PROBLEM STATEMENT: In your copy of the records, include every word exactly and no pictures.

MATERIAL PROVIDED:

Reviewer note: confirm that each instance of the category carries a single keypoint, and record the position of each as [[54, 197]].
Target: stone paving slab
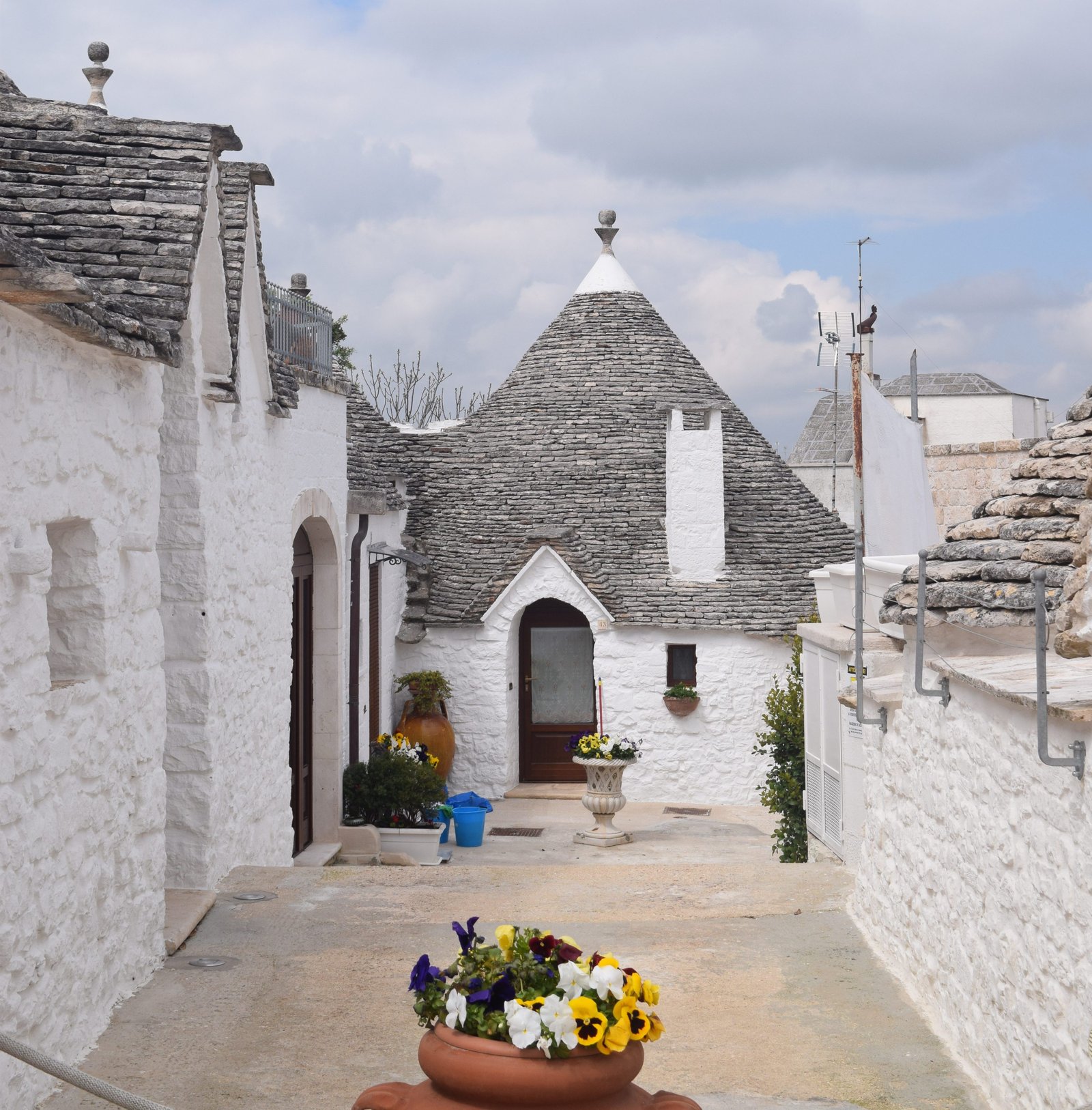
[[769, 993]]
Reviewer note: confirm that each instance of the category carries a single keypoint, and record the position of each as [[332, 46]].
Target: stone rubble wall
[[81, 776], [964, 475], [704, 758], [975, 886]]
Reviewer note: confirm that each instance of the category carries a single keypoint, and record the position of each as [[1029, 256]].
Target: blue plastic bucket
[[470, 826]]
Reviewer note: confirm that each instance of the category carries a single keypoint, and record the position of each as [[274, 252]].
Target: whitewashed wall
[[81, 778], [976, 887], [230, 511], [706, 757]]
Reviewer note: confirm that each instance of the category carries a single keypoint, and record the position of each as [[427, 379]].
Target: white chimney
[[695, 494]]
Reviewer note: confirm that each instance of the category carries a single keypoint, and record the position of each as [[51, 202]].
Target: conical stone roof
[[571, 451]]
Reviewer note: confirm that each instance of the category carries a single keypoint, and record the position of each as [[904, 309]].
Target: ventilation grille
[[831, 806]]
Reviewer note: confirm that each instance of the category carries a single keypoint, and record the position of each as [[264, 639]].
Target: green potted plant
[[528, 1021], [399, 791], [424, 716], [682, 700]]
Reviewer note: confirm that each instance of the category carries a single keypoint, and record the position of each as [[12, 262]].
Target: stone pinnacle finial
[[98, 74], [608, 231]]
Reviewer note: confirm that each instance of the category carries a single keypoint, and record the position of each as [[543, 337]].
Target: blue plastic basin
[[470, 826]]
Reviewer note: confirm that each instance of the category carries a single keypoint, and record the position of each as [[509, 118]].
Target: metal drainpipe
[[354, 640], [1077, 760]]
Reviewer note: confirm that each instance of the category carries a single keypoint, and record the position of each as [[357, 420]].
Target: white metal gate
[[822, 745]]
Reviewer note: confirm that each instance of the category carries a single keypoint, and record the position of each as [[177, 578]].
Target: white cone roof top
[[607, 274]]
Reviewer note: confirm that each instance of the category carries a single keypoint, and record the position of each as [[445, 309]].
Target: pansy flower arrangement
[[536, 991], [602, 746], [401, 745]]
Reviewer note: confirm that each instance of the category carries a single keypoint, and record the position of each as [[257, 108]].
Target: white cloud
[[440, 166]]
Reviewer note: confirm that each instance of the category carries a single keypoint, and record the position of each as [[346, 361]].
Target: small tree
[[343, 353], [783, 741]]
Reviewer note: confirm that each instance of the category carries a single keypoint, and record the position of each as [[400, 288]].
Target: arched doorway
[[300, 730], [556, 689]]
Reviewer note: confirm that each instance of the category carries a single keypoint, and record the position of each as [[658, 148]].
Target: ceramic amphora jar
[[434, 730], [466, 1072]]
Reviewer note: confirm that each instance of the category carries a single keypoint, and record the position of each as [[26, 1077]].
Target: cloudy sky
[[440, 166]]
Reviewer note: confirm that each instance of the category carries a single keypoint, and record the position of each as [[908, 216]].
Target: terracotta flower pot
[[434, 730], [682, 706], [466, 1072]]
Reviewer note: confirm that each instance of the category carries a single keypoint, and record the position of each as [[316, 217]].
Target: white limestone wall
[[976, 887], [705, 757], [384, 528], [81, 778], [695, 521], [240, 484]]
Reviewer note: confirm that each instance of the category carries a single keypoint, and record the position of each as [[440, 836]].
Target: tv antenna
[[829, 345]]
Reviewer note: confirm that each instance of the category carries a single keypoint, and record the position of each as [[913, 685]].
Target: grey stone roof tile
[[575, 439]]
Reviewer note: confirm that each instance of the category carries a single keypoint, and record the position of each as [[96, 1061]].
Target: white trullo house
[[173, 496], [608, 515]]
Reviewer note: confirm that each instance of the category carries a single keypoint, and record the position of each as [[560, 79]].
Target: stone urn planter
[[466, 1072], [682, 706], [603, 798]]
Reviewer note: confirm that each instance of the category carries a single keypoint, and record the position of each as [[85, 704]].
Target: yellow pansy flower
[[636, 1023], [590, 1025], [506, 937], [616, 1039]]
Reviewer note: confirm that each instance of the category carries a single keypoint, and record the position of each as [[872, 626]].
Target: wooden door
[[300, 741], [556, 691]]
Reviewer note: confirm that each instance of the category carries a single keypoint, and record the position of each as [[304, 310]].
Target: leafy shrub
[[427, 688], [783, 741], [680, 689], [391, 792]]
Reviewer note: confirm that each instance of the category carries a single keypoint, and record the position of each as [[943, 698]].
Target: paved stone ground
[[771, 999]]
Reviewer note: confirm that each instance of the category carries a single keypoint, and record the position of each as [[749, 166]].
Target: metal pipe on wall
[[354, 640]]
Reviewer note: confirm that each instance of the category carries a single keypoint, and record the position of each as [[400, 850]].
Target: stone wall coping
[[1014, 679], [986, 448], [886, 691], [837, 638]]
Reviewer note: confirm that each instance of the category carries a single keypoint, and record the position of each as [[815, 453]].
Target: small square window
[[682, 664]]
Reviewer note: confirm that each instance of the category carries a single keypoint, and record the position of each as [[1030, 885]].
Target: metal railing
[[303, 331]]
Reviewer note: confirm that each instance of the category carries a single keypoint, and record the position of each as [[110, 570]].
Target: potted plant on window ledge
[[682, 700], [424, 716], [400, 792]]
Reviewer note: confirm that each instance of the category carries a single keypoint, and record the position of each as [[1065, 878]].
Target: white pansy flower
[[525, 1027], [572, 980], [457, 1009], [606, 980], [558, 1017]]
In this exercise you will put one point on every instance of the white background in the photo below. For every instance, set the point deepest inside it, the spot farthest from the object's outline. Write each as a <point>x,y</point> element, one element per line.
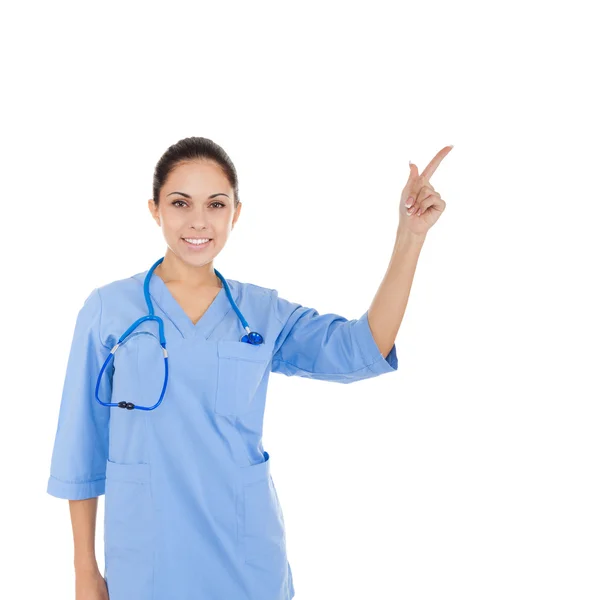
<point>471,472</point>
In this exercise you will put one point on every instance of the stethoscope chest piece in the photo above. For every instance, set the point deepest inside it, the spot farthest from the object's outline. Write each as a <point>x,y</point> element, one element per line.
<point>253,337</point>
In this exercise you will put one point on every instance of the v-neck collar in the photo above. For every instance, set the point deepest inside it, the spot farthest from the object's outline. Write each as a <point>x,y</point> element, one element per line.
<point>163,298</point>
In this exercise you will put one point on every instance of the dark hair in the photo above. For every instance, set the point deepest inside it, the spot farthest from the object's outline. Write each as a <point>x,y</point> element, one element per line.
<point>189,150</point>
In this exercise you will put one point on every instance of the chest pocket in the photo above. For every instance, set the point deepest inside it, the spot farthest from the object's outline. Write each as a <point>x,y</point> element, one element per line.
<point>241,368</point>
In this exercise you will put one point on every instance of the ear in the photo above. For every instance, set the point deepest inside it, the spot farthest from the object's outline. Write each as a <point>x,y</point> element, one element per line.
<point>153,210</point>
<point>237,213</point>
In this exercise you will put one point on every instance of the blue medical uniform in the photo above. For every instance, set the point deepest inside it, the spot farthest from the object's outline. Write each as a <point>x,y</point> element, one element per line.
<point>191,510</point>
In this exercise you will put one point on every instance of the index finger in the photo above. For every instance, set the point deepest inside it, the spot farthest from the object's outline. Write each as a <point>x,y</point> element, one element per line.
<point>433,165</point>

ANSWER:
Reviewer note: confirm that each instance of the category carries a single keypoint, and record the position of each as [[54, 197]].
Target: stone paving slab
[[769, 993]]
Reviewer note: confirm that each instance of the category carries a single keypoint, and record the position of each as [[332, 46]].
Target: stone rubble wall
[[81, 776], [964, 475], [704, 758], [975, 886]]
Reviewer note: confirm that each instance of the category carries a single keypoint, and record the position of each as [[1029, 256]].
Target: blue plastic bucket
[[470, 826]]
Reviewer note: confirm that each instance of the category carries a single keypoint, and record the position of each as [[274, 252]].
Target: whitewashed wall
[[81, 778], [976, 887], [230, 511], [706, 757]]
Reviewer note: confirm that each instance of the category carries a single keypoint, and record the position of each as [[427, 379]].
Target: white chimney
[[695, 494]]
Reviewer note: confirm that each instance of the category carries a single keypoint, and record the position of each as [[51, 202]].
Target: conical stone roof
[[571, 451]]
Reviewer note: confirm that each instance of the category carries a single keypoint, and record the position of each as [[904, 309]].
Target: ventilation grille
[[831, 806]]
Reviewer note: confirm that each instance of the category carries a single keypoint, and record the position of each as [[264, 639]].
Target: green potted plant
[[528, 1021], [399, 791], [424, 716], [682, 700]]
Reviewer note: confirm that each instance of the category carries a single keypoint, and record the position of each as [[12, 262]].
Target: stone pinnacle finial
[[98, 74], [608, 231]]
Reviewer note: confirm that each instance of the category carries a single keypoint, and record the position of each as [[543, 337]].
Target: blue plastic basin
[[470, 826]]
Reviewer note: confirm that each instance of the category carries a single keypoint, and record the position of each as [[509, 118]].
Target: metal drainpipe
[[354, 640], [1077, 760]]
Reviewer note: confirm that each instance of the category carries a single keypoint, and record the position of each as [[357, 420]].
Target: white metal gate
[[822, 745]]
Reviewer note: confirm that each instance of the category carries a single keypoint, and record the position of each as [[177, 578]].
Target: white cone roof top
[[607, 274]]
Reviewer note: confirm that each instance of the category carries a single keypoint, and record the position of each as [[445, 309]].
Target: pansy flower arrangement
[[536, 991], [602, 746], [401, 745]]
Reviewer note: confirm that each instance of the category carries a single keypoint, and record the position of each as [[257, 108]].
Target: white cloud
[[440, 166]]
Reviewer note: confirm that each instance of the category carries a single keypoint, and record the position of each as [[346, 361]].
Target: small tree
[[343, 353], [783, 741]]
Reviewer note: confirm that each instance of the category carries a single keypoint, and record the position of each as [[400, 288]].
Target: arched doorway
[[300, 730], [556, 689]]
Reviewer note: confirm that each instance of the category carries a single keypoint, and record the position of each as [[658, 148]].
Target: ceramic amphora jar
[[434, 730], [466, 1072]]
Reviewer note: confirm that each instance of the category carries a single keypoint, and record the position of each as [[26, 1077]].
Target: cloudy sky
[[440, 166]]
Reviewer note: confirm that each instance of the category carries a single keypoint, and record the position of each as [[908, 216]].
Target: terracotta flower pot
[[434, 730], [682, 706], [466, 1072]]
Reviewer note: confirm that each instance of the category carries a single keypoint, and record the position of each as [[316, 217]].
Target: white limestone wall
[[976, 887], [705, 757], [384, 528], [81, 778], [695, 521], [240, 484]]
Reviewer note: confirm that each instance of the category carries a single keypoint, and record the position of each as [[440, 836]].
Target: tv antenna
[[829, 345]]
Reviewer note: confirm that each instance of the category carries a single keypoint, and record the position of each as [[913, 685]].
Target: grey stone roof tile
[[575, 439]]
Reviewer note: confirm that each instance of the category carries a single keypoint, and record the position of each as [[96, 1061]].
Target: white trullo house
[[173, 496], [608, 515]]
Reviewer note: confirm that each instance of the category carries a single keypoint, and record the position of each as [[560, 79]].
Target: stone urn planter
[[466, 1072], [682, 706], [603, 798]]
Reviewer note: confirm that each instance of the category carries a single keypoint, and record the position of each as [[85, 704]].
Target: yellow pansy flower
[[636, 1023], [590, 1025], [506, 937], [616, 1039]]
Reviewer note: confirm that each instance of the category carries a single keypoint, and record the position of each as [[872, 626]].
Target: wooden door
[[300, 741], [556, 691]]
Reviewer note: confirm that each instance of the category carries a single keypoint, and record the position of each as [[304, 310]].
Target: leafy shrub
[[427, 688], [783, 741], [680, 689], [391, 792]]
Reviewer note: confirm that each instance of the category carries a single keypoint, and record the position of each as [[943, 698]].
Target: paved stone ground
[[771, 999]]
Reviewer note: confirm that each instance of the category carries a single keypoint, and record the position of each as [[749, 166]].
Target: metal pipe on wall
[[354, 640]]
Reviewer note: confirm that each instance of the category carries a single keypoint, and record the position of each as [[400, 850]].
Target: stone wall coping
[[1014, 679], [986, 448], [886, 691], [837, 638]]
Reviewer note: confirm that each instance of the category carries a single keypoint, and record the position of each as [[815, 453]].
Target: small square window
[[682, 664]]
Reviewer note: confirm that each instance of the category carries a single keypoint, and record the position of each as [[1030, 885]].
Target: metal railing
[[303, 331]]
Reviewer note: confirm that each instance of the category carries a single keypoint, and record the position of each as [[110, 570]].
Target: potted plant on window ledge
[[682, 700], [424, 716], [400, 792]]
Reviewer note: confirm that each instance of the category carries a single keypoint, and record the position of each as [[1065, 878]].
Target: white pansy flower
[[525, 1027], [572, 980], [457, 1009], [606, 980], [558, 1017]]
In this exercise you will put one point on every instance of the white background in the photo below. For every instance, set the point deepest inside it, the spot farthest from the object's outline. Write each as a <point>x,y</point> element, one element per line.
<point>471,472</point>
In this exercise you will put one point on every instance of the stethoscope chest piece in the photo above. For every instance, set the point deepest inside it, the spot farthest from the object's outline. Write each as a <point>x,y</point> element, one element per line.
<point>253,337</point>
In this exercise you will put one point on every instance of the v-neck collar in the photo above. For every instance, set the point deepest inside it, the spot farthest from the object's outline. Write each as a <point>x,y</point> element, one element per line.
<point>163,298</point>
In this exercise you will put one point on every instance of the dark hair in the photo above. For every instance, set the point deepest inside it, the spot farthest from the object's outline. Write each as a <point>x,y</point> element, one element per line.
<point>189,150</point>
In this exercise you will put one point on every instance of the chest pocket in the photo above. For every instance, set the point deepest inside it, the spot farthest from the object's outline. Write each as a <point>x,y</point> element, one element per line.
<point>241,368</point>
In this exercise you will put one point on every instance of the ear in the photo above. For every instance, set the point deepest inside it, the spot farthest from the object's outline. Write each as a <point>x,y</point> element, one element per line.
<point>153,210</point>
<point>237,213</point>
In this exercise you will put one point on every instance of the blue medical uniform in the photo above. For every instance, set the point deepest inside it, the spot farthest from the object's outline. Write each as a <point>x,y</point> element, one element per line.
<point>191,510</point>
In this exercise you will put one point on every instance of the index finger in the photo above. For every instance, set the point deepest inside it, the spot farthest from the object's outline. Write each as a <point>x,y</point> element, one element per line.
<point>433,165</point>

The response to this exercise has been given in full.